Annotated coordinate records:
↓↓↓

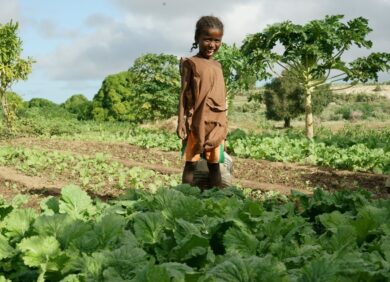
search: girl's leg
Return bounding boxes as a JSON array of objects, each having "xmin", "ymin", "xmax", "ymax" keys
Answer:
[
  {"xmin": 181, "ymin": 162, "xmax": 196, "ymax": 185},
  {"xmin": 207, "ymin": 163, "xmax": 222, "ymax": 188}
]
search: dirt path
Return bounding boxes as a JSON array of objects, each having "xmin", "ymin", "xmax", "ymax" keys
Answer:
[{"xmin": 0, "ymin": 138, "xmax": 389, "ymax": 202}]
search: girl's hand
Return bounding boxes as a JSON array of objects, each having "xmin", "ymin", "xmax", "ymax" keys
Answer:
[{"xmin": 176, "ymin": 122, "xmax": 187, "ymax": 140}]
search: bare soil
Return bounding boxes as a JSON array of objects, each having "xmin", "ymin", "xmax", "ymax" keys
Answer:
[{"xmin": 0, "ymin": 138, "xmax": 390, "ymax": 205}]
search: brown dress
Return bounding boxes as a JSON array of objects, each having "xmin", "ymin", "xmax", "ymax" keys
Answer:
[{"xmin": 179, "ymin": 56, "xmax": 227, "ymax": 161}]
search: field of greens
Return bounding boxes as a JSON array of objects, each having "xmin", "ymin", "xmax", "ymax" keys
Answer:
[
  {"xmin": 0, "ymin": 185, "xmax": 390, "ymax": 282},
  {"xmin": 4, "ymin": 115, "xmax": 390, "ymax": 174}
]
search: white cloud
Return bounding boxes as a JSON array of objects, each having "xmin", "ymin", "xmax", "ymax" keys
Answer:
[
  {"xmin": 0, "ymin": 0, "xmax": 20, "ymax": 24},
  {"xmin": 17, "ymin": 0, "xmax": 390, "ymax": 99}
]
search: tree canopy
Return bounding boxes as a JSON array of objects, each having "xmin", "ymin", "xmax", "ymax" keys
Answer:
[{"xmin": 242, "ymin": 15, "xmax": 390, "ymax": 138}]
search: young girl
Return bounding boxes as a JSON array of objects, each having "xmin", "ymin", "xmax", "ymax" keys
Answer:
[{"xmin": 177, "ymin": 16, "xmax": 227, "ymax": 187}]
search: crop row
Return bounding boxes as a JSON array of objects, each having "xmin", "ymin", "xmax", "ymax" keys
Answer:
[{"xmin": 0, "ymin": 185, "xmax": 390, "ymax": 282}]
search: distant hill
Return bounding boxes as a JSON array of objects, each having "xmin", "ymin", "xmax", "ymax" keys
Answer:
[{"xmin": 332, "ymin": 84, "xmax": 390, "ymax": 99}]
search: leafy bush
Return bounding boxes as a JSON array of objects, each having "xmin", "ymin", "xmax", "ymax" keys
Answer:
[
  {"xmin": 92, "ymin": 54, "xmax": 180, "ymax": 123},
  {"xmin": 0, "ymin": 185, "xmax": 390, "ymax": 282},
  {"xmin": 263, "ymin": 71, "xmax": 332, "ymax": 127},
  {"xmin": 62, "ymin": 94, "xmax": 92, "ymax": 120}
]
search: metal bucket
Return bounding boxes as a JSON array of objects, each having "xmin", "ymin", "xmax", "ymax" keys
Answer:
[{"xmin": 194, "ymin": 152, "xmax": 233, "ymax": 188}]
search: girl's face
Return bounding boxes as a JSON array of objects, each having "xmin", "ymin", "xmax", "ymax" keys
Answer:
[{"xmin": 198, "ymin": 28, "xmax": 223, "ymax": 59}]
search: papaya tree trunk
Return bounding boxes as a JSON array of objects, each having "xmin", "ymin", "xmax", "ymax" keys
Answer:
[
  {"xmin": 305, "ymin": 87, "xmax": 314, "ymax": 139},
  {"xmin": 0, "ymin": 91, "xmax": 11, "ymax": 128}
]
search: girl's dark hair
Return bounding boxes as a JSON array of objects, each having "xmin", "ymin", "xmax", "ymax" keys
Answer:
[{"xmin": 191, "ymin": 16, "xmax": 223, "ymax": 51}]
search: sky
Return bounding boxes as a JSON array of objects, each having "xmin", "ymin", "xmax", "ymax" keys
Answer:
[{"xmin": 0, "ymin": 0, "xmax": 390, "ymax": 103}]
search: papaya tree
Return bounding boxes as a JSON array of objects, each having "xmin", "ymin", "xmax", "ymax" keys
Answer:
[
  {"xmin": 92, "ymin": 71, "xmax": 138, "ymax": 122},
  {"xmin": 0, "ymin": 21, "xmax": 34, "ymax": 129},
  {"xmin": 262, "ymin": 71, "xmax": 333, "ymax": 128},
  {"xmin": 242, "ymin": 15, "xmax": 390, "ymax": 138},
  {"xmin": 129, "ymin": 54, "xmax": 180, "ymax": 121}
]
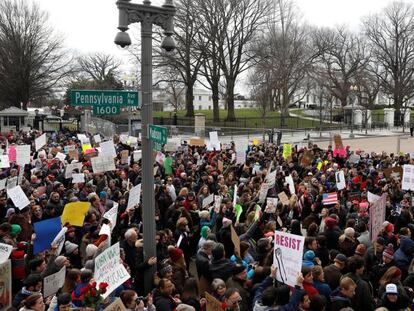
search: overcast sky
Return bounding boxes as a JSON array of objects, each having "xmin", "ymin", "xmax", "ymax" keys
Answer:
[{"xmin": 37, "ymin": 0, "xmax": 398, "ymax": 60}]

↑↑↑

#### Exercise brief
Put every line of the data above into a numbered list, skipping any blank lines. Leave the pictures out of the list.

#### Output for this exercise
1. search: girl's leg
2. Return bounding boxes as a JSON array of objects, each having "xmin", "ymin", "xmax", "ymax" keys
3. Answer:
4. [
5.   {"xmin": 181, "ymin": 162, "xmax": 196, "ymax": 185},
6.   {"xmin": 207, "ymin": 163, "xmax": 222, "ymax": 188}
7. ]
8. search: dirt path
9. Return bounding boxes as a JSON array of objects, each having "xmin", "ymin", "xmax", "ymax" keys
10. Answer:
11. [{"xmin": 0, "ymin": 138, "xmax": 389, "ymax": 202}]
12. search: girl's hand
13. Return bounding boxes as a JSON array of objects, each having "xmin", "ymin", "xmax", "ymax" keys
14. Answer:
15. [{"xmin": 176, "ymin": 122, "xmax": 187, "ymax": 140}]
16. search: bare soil
17. Return bounding boxes as a JSON array of objects, each having "xmin", "ymin", "xmax", "ymax" keys
18. Answer:
19. [{"xmin": 0, "ymin": 138, "xmax": 390, "ymax": 205}]
20. search: brown dress
21. Return bounding boxes as a JSON array of objects, each having "xmin", "ymin", "xmax", "ymax" keys
22. Answer:
23. [{"xmin": 179, "ymin": 56, "xmax": 227, "ymax": 161}]
24. search: field of greens
25. Return bounding boxes as a JSON array of objects, each having "xmin", "ymin", "xmax", "ymax" keys
26. Answer:
27. [
28.   {"xmin": 0, "ymin": 185, "xmax": 390, "ymax": 282},
29.   {"xmin": 4, "ymin": 115, "xmax": 390, "ymax": 174}
30. ]
31. search: white cloud
32. Return bounding boxes as a JSON array of objects, each having "xmin", "ymin", "xmax", "ymax" keys
33. Answer:
34. [
35.   {"xmin": 0, "ymin": 0, "xmax": 20, "ymax": 24},
36.   {"xmin": 17, "ymin": 0, "xmax": 390, "ymax": 99}
37. ]
38. search: tree canopy
39. Return bounding boxes as a JSON array of objects, each having "xmin", "ymin", "xmax", "ymax" keys
40. Answer:
41. [{"xmin": 242, "ymin": 15, "xmax": 390, "ymax": 138}]
42. search: young girl
43. Return bounding boxes as a JSON array of objects, each having "xmin", "ymin", "xmax", "ymax" keys
44. Answer:
45. [{"xmin": 177, "ymin": 16, "xmax": 227, "ymax": 187}]
46. search: crop row
47. Return bounding boxes as a JSON array of objects, each having "xmin", "ymin", "xmax", "ymax" keys
48. Answer:
49. [{"xmin": 0, "ymin": 185, "xmax": 390, "ymax": 282}]
50. search: distant hill
51. Return bounding boxes as a JSON array of objects, each having "xmin", "ymin", "xmax", "ymax" keys
52. Answer:
53. [{"xmin": 332, "ymin": 84, "xmax": 390, "ymax": 99}]
54. search: leafy bush
55. Return bounding boxes as a JSON array of objects, each having "xmin", "ymin", "xmax", "ymax" keys
56. Answer:
57. [
58.   {"xmin": 92, "ymin": 54, "xmax": 180, "ymax": 123},
59.   {"xmin": 0, "ymin": 185, "xmax": 390, "ymax": 282},
60.   {"xmin": 263, "ymin": 71, "xmax": 332, "ymax": 127},
61.   {"xmin": 62, "ymin": 94, "xmax": 92, "ymax": 120}
62. ]
63. search: metal bucket
64. Return bounding boxes as a JSON array of objects, each having "xmin", "ymin", "xmax", "ymax" keys
65. Answer:
66. [{"xmin": 194, "ymin": 152, "xmax": 233, "ymax": 188}]
67. search: girl's face
68. Return bounding boxes as a JSON array of objects, each having "xmin", "ymin", "xmax", "ymax" keys
69. Answer:
70. [{"xmin": 198, "ymin": 28, "xmax": 223, "ymax": 59}]
71. search: papaya tree trunk
72. Return bounding boxes as a JSON array of objects, each having "xmin", "ymin", "xmax", "ymax" keys
73. Answer:
74. [
75.   {"xmin": 305, "ymin": 87, "xmax": 314, "ymax": 139},
76.   {"xmin": 0, "ymin": 91, "xmax": 11, "ymax": 128}
77. ]
78. search: girl's dark hair
79. Return bounding boxes as a JSON array of objects, each having "xmin", "ymin", "xmax", "ymax" keys
80. Answer:
81. [{"xmin": 191, "ymin": 16, "xmax": 223, "ymax": 51}]
82. search: sky
83. Return bounding boxes as a JSON array of objects, each having "xmin", "ymin", "xmax", "ymax" keys
84. Answer:
85. [{"xmin": 0, "ymin": 0, "xmax": 390, "ymax": 103}]
86. search: papaya tree
87. Return bounding boxes as a JSON array of objects, each having "xmin", "ymin", "xmax", "ymax" keys
88. Answer:
89. [
90.   {"xmin": 92, "ymin": 71, "xmax": 138, "ymax": 122},
91.   {"xmin": 0, "ymin": 21, "xmax": 34, "ymax": 129},
92.   {"xmin": 262, "ymin": 71, "xmax": 333, "ymax": 128},
93.   {"xmin": 242, "ymin": 15, "xmax": 390, "ymax": 138},
94.   {"xmin": 129, "ymin": 54, "xmax": 180, "ymax": 121}
95. ]
96. search: overcast sky
97. Return bounding boxes as a JSON array of objects, each having "xmin", "ymin", "xmax", "ymax" keys
98. Answer:
99. [{"xmin": 37, "ymin": 0, "xmax": 398, "ymax": 60}]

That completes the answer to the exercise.